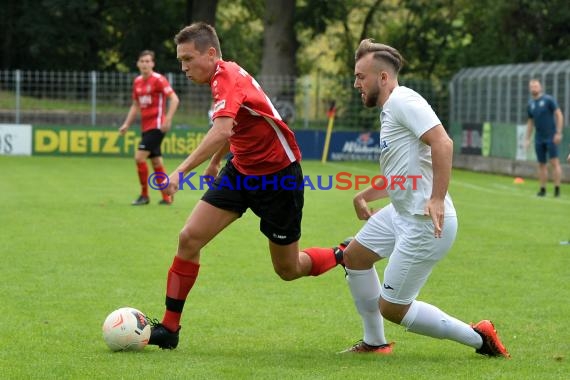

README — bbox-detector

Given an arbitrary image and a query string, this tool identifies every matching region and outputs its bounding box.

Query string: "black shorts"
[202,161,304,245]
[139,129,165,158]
——————————
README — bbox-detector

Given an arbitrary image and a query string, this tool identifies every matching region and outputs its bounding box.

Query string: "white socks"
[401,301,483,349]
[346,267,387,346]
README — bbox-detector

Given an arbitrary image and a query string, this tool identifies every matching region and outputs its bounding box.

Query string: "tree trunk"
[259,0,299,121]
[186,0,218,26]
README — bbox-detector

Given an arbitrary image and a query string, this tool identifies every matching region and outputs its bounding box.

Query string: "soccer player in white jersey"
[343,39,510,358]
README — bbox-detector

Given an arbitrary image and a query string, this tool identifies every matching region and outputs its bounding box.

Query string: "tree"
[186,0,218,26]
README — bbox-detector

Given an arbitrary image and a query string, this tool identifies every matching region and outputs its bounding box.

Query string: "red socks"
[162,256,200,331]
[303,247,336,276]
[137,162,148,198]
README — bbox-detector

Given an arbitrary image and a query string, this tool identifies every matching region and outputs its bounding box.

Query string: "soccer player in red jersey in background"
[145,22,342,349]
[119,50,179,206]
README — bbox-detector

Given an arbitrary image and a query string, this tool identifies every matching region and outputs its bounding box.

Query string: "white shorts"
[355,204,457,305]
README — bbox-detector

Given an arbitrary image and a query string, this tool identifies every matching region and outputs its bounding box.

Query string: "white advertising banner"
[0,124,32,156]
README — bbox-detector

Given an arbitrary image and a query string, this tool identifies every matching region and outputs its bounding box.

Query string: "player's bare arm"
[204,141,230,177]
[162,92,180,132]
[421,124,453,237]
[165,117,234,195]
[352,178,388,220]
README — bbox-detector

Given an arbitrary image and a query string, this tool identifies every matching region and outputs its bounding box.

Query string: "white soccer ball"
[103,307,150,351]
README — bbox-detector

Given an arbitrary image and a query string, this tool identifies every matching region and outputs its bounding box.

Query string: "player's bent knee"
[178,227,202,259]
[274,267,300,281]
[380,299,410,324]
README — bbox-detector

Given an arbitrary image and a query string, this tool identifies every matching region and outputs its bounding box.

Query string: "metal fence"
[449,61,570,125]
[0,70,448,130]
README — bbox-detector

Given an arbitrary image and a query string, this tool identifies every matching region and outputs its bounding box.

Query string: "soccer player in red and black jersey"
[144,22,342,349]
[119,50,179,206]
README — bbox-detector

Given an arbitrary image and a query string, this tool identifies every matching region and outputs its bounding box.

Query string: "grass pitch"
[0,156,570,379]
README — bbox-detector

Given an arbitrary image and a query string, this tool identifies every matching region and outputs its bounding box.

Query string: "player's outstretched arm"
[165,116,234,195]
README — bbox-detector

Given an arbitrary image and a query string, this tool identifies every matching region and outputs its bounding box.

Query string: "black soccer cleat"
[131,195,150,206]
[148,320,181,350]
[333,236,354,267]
——————————
**Objective:** Which lines above contain the string "shorts", matching case? Locate each one and copy it in full.

**Response to the exercise:**
Query string: "black shorts"
Query string: "white shorts"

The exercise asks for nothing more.